Pointing and labeling entries:
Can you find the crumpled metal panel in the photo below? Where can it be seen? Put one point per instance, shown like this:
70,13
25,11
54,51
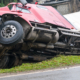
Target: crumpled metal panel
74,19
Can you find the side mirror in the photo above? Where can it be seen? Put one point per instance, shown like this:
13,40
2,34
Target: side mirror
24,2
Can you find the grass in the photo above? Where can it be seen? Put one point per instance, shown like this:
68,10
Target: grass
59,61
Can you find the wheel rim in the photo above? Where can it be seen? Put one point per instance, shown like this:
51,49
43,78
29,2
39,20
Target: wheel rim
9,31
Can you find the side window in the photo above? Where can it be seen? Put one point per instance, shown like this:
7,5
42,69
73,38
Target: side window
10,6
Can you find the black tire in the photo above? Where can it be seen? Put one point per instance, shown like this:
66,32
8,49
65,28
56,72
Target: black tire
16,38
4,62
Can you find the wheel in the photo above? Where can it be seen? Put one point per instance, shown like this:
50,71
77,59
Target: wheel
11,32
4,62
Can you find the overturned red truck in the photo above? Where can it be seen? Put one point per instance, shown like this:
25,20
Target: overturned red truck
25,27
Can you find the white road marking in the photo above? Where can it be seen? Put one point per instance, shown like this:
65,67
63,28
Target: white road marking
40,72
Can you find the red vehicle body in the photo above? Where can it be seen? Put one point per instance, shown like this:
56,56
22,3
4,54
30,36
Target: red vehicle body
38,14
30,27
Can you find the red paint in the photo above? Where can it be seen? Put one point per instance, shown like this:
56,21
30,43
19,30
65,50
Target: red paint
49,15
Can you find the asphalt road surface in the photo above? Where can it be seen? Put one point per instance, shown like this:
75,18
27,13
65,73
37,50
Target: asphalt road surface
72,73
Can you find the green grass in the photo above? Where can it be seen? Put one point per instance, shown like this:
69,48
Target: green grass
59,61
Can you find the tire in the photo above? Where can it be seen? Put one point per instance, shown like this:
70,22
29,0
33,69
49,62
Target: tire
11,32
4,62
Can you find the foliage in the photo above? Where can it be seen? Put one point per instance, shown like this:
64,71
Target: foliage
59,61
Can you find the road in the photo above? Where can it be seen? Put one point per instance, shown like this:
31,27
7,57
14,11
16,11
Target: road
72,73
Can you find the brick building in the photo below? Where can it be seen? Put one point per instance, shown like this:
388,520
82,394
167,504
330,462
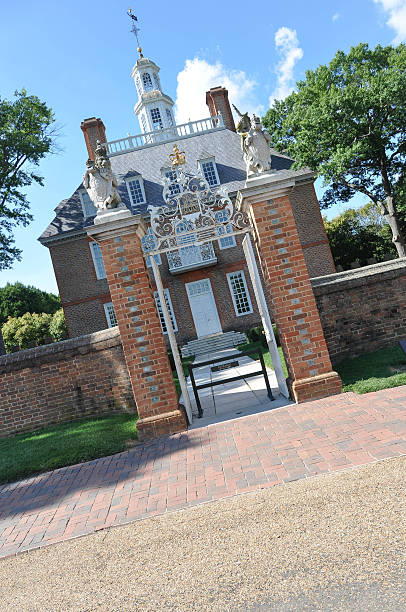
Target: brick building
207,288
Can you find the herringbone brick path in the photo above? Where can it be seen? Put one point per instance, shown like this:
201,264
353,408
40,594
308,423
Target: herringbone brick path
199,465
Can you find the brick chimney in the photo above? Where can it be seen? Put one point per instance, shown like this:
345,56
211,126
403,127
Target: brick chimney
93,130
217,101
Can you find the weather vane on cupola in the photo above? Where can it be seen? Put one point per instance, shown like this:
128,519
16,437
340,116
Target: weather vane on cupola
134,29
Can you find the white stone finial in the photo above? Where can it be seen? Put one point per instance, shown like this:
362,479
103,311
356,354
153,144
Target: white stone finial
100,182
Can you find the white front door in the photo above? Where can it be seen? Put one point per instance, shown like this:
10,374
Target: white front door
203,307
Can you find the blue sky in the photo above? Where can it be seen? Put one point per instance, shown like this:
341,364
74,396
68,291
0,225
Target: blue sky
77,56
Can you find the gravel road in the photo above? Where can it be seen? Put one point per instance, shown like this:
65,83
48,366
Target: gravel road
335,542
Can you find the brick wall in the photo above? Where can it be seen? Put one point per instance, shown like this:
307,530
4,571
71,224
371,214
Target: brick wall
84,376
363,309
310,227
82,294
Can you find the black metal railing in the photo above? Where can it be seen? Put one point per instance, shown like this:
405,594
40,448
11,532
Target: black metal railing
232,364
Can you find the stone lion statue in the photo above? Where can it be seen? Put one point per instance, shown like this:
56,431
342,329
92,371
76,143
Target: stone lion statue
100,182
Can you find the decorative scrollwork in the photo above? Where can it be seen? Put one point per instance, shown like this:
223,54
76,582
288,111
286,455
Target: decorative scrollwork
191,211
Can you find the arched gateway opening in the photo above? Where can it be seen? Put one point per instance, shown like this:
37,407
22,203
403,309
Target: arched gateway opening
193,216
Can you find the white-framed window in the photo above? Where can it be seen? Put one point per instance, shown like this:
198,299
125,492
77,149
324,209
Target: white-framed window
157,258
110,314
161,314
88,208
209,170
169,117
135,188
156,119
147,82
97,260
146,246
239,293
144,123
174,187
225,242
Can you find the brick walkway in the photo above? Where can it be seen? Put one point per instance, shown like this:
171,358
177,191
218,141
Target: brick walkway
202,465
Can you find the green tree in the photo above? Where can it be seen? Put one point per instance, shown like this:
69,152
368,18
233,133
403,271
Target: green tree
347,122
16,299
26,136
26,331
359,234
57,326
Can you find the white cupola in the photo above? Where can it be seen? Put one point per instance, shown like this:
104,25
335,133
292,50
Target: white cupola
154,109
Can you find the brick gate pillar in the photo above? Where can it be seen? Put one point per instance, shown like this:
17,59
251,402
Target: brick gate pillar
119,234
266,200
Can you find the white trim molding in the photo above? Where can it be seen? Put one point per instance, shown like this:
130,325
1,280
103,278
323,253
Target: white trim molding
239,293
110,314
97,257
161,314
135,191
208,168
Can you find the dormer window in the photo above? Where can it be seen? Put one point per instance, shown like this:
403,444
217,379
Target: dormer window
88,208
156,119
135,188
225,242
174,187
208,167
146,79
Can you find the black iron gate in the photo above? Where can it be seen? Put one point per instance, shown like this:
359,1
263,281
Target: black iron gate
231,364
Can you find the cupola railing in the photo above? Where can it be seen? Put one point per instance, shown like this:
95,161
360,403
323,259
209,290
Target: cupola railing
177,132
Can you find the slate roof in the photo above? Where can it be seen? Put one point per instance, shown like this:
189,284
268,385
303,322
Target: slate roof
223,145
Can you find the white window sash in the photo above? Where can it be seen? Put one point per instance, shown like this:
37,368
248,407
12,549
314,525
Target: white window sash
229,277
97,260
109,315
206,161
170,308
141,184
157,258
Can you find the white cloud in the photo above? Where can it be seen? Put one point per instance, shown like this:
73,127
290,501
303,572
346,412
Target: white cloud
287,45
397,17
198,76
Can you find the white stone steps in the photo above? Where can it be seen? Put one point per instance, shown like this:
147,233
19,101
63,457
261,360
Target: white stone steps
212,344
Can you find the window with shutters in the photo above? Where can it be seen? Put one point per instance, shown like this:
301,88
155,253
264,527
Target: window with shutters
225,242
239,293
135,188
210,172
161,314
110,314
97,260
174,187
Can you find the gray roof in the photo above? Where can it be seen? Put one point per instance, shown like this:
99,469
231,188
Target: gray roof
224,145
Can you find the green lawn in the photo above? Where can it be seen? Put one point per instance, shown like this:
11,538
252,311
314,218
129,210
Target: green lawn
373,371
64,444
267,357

> [Exercise description]: Transcribe the material exactly, keeping every word and none of the pictures.

> [Reply to the task]:
Can you find the crumpled metal panel in the photo below? Where can it be seen? Put one point per instance, shown like this:
70,13
25,11
54,51
Target: crumpled metal panel
74,19
Can you find the side mirror in the photo above? Where can it be seen? Put one point per instance, shown like this:
13,40
2,34
Target: side mirror
24,2
Can you find the grass in the photo above? Where can it be seen? Put one point per instance, shown like this:
68,10
Target: grass
59,61
Can you find the wheel rim in the photo above? Where can it be seen? Put one point per instance, shown like this:
51,49
43,78
29,2
39,20
Target: wheel rim
9,31
Can you find the side window in the photo above? Where can it be seen? Put one point per instance, shown like this:
7,5
42,69
73,38
Target: side window
10,6
Can you find the black tire in the photo above? Where can it be seen? Put one point per instance, shown like this:
66,32
8,49
65,28
56,72
Target: black tire
16,38
4,62
Can you find the wheel in the photo above? Where can it be seen? Put one point per instance, shown like this:
50,71
77,59
Target: wheel
11,32
4,62
Can you find the overturned red truck in the photo above? Where can it be seen? Put one point per instance, shown like this:
25,20
Target: overturned red truck
25,27
Can you find the white road marking in the photo above? Where can it be seen? Put one point per instance, shown like this:
65,67
63,28
Target: white road marking
40,72
Can you find the red vehicle body in the photo above? Where can it be seen? Put one point per instance, shown like this:
56,56
22,3
4,54
30,36
Target: red vehicle body
38,14
30,27
Can you find the red paint in the photo above? Where can it be seen? Put one point per instance, shown like this:
56,21
30,43
19,30
65,50
Target: red paint
49,15
Can you find the asphalt road surface in the photo above? Where can it be seen? Put one point per instance, shown like this:
75,18
27,13
65,73
37,50
Target: asphalt road surface
72,73
Can you find the green grass in the photo above? Where can it be seen? Put one point per instance, shown like this:
69,48
Target: green grass
59,61
Can you find the tire in the photo above? Where can it be seen? Put one point per instance, shown like this:
70,22
29,0
33,69
49,62
Target: tire
11,32
4,62
Can you find the foliage in the photo above? Where can it be seen? Put one point per instance, shown like this:
64,71
Target: foliage
59,61
Can you find the road in the photo above? Where can it be seen? Put one point per instance, shown like this:
31,27
7,57
14,11
16,11
Target: road
72,73
Can you find the brick building in the photo below? Where can it be seen? Put one point per instance, shown like this:
388,520
82,394
167,504
330,462
Target: brick building
207,288
Can you find the herringbone brick path in the photo above? Where can it be seen? Put one point per instance, shown like this:
201,264
353,408
40,594
308,423
Target: herringbone brick path
199,465
Can you find the brick chimney in the photo above? Where can it be seen? Put one point per instance, shown like this:
345,56
211,126
403,127
Target: brick chimney
93,130
217,101
Can you find the weather vane on cupola in the photo above? Where can it be seen? Put one point per instance, shown like this:
128,519
16,437
340,116
Target: weather vane on cupola
134,29
Can you find the white stone finial in the photo above? Where can it be seen? Put one point per instance, shown like this:
362,479
103,311
356,354
153,144
Target: white stone finial
100,182
Can you find the white front door in the photo above? Where can it be seen? Put one point per instance, shown like this:
10,374
Target: white front door
203,307
Can you find the blue sky in the photo above? Where can it be seen? Put one point per instance, shown like this:
341,364
74,396
68,291
0,225
Target: blue sky
77,56
Can you find the gravel road in the photo above? Where can it be seen? Put one point per instance, shown like this:
65,83
48,366
Target: gravel road
335,542
Can you find the brick wall in the photo above? Where can it be seen? Put one point per instance, shown like this:
307,530
4,571
71,224
371,214
Target: brick wall
84,376
363,309
310,227
82,294
Can you find the black metal railing in the photo above? Where can it be seen? Put one point per instance, shown like this:
405,594
40,448
11,532
Target: black metal railing
232,364
Can you find the stone lion statue in the photo above? Where can it be seen? Put one point per instance, shown like this:
56,431
342,329
92,371
76,143
Target: stone lion statue
100,182
Can you find the decorative scrollwork in the photo above? Where can it be seen? Put one point per instance, shown like this:
223,54
76,582
288,111
286,455
Target: decorative scrollwork
191,211
Can you find the arched gateway opening in the photo above? Where can it be seen? Put one point per instance, shown like this:
37,407
22,203
403,309
Target: arched gateway opening
193,216
Can you find the white-framed window in the photo above? Where can it be seen? Put one point per instance, shown like this:
198,299
125,492
77,149
324,209
Target: white-framed window
157,258
110,314
161,314
88,208
209,170
169,117
135,188
156,119
147,82
97,260
146,246
239,293
144,123
174,187
225,242
Can you find the brick walkway in the photo above? Where can it be seen? Put one point per instance, shown like this:
171,358
177,191
218,141
Target: brick walkway
202,465
Can you find the green tree in the photo above? Where can it be seen? Put one point per instance, shown like this:
69,152
368,18
233,133
403,271
Target: green tree
347,122
16,299
26,136
26,331
359,234
57,326
Can you find the white cupola in the photo above? Where can it be seen? Put one point per instance, shown like this:
104,25
335,133
292,50
Target: white cupola
154,109
Can you find the brick gate pillar in the photo above? Where can it be seen? Put one point per instance, shown like this:
17,59
251,402
Target: brick gate pillar
119,234
266,200
Can you find the white trim molding in the photo above? Where can it be seen? Put one point per instance, shown like this:
130,325
1,280
103,278
323,253
Target: white trim molding
239,293
110,314
97,257
161,314
135,191
208,168
Can you find the dormer window in the photo above? Where can it be seen? Put one point per instance, shown like this:
403,444
217,379
Target: dormer window
88,208
156,119
135,188
225,242
174,187
208,167
146,79
Can you find the black iron gate in the photo above? Where can it be seen? Put one point per instance, shown like this:
359,1
263,281
Target: black iron gate
231,364
Can you find the cupola railing in the photo above? Where can it be seen? Put one point per instance, shown like this:
95,161
360,403
323,259
209,290
Target: cupola railing
177,132
Can you find the slate roof in the photo above? Where can it be seen? Put one point per instance, shown like this:
189,284
268,385
303,322
Target: slate roof
223,145
Can you find the white window sash in the photo above? Where can it be seen? Put one point per instance, shown like this:
37,368
248,407
12,549
314,525
Target: white window sash
229,277
97,260
109,315
206,161
170,308
141,184
157,258
Can you find the white cloud in the photo above? Where can it be seen? Put one point per instance, shown like this:
73,127
290,501
303,572
346,412
Target: white cloud
287,45
397,17
198,76
Can you find the white stone steps in the photo above? Where can it be seen? Put one point per instance, shown like this:
147,233
19,101
63,457
261,360
Target: white stone steps
212,344
Can you find the window with shutters in the photo above? Where can it be seen? Put one point per instance, shown like this:
301,88
155,253
264,527
Target: window with shutters
225,242
239,293
135,188
210,172
161,314
110,314
97,260
174,187
Can you find the gray roof in the photo above? Where can it be seen? Put one point per instance, shown like this:
99,469
231,188
Target: gray roof
224,145
Can you find the green lawn in the photo above? Where can it be seen? Put one point per instance, shown like this:
11,538
252,311
314,218
129,210
Target: green lawn
373,371
64,444
267,357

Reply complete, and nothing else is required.